• **PASSAGE TO READ**:
● ● ● ●
Let \(G\) be a connected reductive group over \(\mathbb{Q}\) and let \((\nu,E)\) be a finite-dimensional algebraic representation of \(G(\mathbb{C})\). It has been known for long that the space of automorphic forms \(A_E\) attached to \(E\) can be decomposed as \(A_E= \bigoplus_{\mathcal P} A_{E,{\mathcal P}}\), where the sum ranges over all associated classes of \(\mathbb{Q}\)-parabolic subgroups. The class \({\mathcal P}= \{G\}\) corresponds to the cusp forms then. In [Ann. Sci. Ec. Norm. Supér. (4) 31, 181-279 (1998)] the first named author showed, verifying a conjecture of A. Borel, that the \(E\)-cohomology of arithmetic groups can be computed from Lie algebra cohomology with coefficients in \(A_E\). Thus the above decomposition also applies to cohomology of arithmetic groups.
● ● ● ●
• **DATASET RECORDS**:
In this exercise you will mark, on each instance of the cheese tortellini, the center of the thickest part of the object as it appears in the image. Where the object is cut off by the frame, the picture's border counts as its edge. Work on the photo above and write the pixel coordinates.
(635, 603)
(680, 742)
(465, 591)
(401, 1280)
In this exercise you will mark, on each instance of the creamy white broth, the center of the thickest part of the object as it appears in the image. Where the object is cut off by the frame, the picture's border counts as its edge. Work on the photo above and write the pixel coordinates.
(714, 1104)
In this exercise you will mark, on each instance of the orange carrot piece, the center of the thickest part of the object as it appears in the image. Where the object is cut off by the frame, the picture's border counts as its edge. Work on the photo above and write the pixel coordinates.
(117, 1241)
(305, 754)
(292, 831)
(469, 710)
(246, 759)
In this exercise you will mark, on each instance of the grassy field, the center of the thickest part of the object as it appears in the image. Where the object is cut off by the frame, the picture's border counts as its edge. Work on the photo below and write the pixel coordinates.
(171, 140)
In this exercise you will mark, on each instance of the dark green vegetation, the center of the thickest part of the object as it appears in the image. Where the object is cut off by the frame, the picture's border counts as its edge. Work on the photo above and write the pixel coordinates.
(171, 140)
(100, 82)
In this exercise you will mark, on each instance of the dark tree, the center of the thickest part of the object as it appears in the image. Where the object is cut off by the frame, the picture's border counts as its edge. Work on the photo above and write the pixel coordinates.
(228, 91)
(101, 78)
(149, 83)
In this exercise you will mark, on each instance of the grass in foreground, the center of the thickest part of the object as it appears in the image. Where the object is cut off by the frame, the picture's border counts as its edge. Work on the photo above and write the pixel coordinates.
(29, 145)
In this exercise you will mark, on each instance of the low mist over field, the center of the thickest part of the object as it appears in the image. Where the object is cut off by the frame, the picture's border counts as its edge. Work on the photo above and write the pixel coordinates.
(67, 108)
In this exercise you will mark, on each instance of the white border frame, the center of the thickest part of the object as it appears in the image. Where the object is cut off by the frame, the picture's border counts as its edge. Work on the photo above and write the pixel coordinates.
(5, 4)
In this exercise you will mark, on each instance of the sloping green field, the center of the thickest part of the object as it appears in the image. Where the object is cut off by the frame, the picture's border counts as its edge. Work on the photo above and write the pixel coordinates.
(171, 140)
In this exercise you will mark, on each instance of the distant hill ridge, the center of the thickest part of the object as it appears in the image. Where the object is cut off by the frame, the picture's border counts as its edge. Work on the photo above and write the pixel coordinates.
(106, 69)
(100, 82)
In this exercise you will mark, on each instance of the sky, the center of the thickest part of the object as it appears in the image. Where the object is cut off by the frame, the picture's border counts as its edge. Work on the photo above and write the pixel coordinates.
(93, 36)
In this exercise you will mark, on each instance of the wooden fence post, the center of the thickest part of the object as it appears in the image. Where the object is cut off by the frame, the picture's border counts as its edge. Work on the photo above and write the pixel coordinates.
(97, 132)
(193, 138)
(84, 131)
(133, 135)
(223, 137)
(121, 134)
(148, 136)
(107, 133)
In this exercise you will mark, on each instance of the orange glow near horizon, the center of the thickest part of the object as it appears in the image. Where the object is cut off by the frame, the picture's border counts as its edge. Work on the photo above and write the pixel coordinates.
● ● ● ●
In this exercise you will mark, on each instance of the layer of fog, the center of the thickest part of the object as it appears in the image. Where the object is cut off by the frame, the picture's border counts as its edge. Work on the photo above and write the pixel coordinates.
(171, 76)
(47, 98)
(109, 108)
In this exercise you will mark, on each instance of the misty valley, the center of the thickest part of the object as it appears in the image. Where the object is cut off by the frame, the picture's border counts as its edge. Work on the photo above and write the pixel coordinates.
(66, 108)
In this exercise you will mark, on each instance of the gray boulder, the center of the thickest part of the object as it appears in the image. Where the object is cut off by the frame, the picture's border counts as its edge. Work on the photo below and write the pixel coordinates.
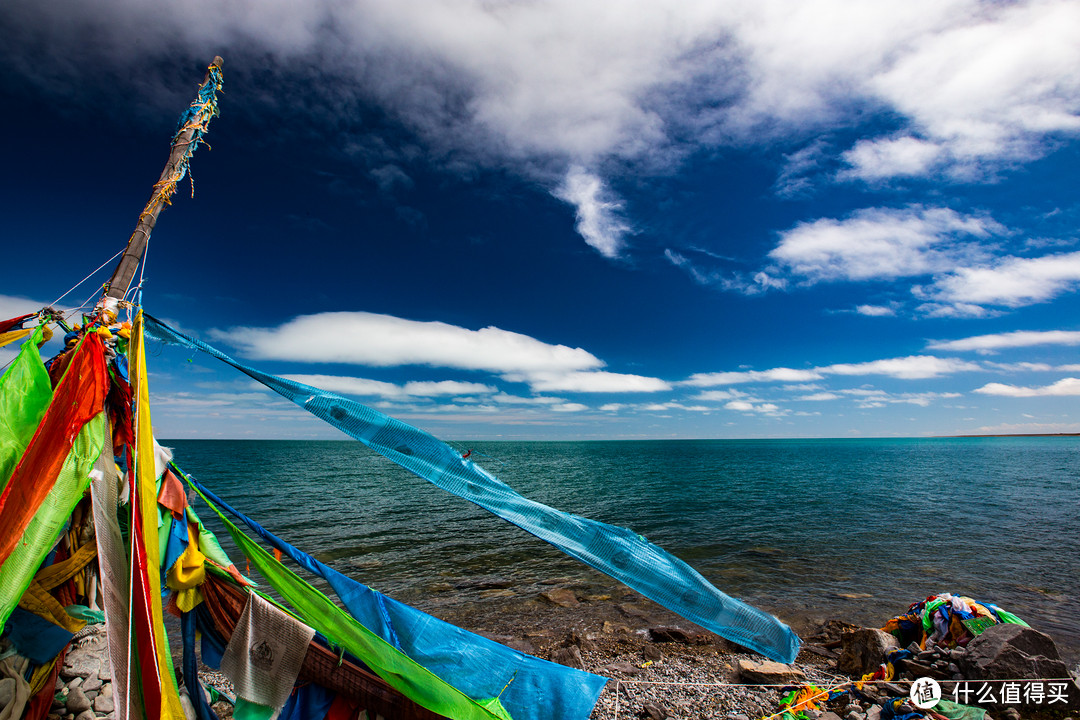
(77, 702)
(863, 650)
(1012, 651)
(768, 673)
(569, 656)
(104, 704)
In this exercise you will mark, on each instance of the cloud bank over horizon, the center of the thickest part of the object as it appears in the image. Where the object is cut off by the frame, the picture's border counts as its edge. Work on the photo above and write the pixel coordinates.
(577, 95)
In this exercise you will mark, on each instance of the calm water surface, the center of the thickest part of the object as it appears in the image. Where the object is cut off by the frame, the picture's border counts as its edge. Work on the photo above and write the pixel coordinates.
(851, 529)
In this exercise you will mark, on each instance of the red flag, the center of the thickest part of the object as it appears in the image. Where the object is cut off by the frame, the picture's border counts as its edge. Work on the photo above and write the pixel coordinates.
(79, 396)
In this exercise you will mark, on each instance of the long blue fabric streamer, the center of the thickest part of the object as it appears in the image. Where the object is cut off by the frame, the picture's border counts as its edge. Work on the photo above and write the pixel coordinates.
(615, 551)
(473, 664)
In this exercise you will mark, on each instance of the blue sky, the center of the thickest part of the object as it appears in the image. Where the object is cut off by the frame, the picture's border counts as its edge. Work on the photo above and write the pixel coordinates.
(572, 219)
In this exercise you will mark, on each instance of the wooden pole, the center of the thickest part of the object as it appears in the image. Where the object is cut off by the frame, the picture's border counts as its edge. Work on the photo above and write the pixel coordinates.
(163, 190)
● ● ● ●
• **CHALLENGES**:
a) Decide whether each statement agrees with the passage on automorphic forms. Answer yes or no and quote the deciding words from the passage.
(i) The class consisting of G alone corresponds to the cusp forms.
(ii) The sum in the decomposition ranges only over maximal parabolic subgroups.
(iii) The result on the cohomology of arithmetic groups verifies a conjecture of A. Borel.
b) Retype the part of the passage on automorphic forms starting at "Let \(G\) be" and ending at "of arithmetic groups.".
c) Answer these questions from the passage on automorphic forms.
(i) What kind of representation is (ν, E)?
(ii) Where was the result on the E-cohomology of arithmetic groups published?
(iii) Besides the space of automorphic forms, what does the decomposition also apply to?
The entries are separate material from the passage on automorphic forms.

• **RESPONSES TO THE EXERCISE**:
a)
(i) Yes: "corresponds to the cusp forms"
(ii) No: "ranges over all associated classes"
(iii) Yes: "verifying a conjecture of A. Borel"

b)
Let \(G\) be a connected reductive group over \(\mathbb{Q}\) and let \((\nu,E)\) be a finite-dimensional algebraic representation of \(G(\mathbb{C})\). It has been known for long that the space of automorphic forms \(A_E\) attached to \(E\) can be decomposed as \(A_E= \bigoplus_{\mathcal P} A_{E,{\mathcal P}}\), where the sum ranges over all associated classes of \(\mathbb{Q}\)-parabolic subgroups. The class \({\mathcal P}= \{G\}\) corresponds to the cusp forms then. In [Ann. Sci. Ec. Norm. Supér. (4) 31, 181-279 (1998)] the first named author showed, verifying a conjecture of A. Borel, that the \(E\)-cohomology of arithmetic groups can be computed from Lie algebra cohomology with coefficients in \(A_E\). Thus the above decomposition also applies to cohomology of arithmetic groups.

c)
(i) A finite-dimensional algebraic representation of G(ℂ).
(ii) In Ann. Sci. Ec. Norm. Supér. (4) 31, 181-279 (1998).
(iii) To the cohomology of arithmetic groups.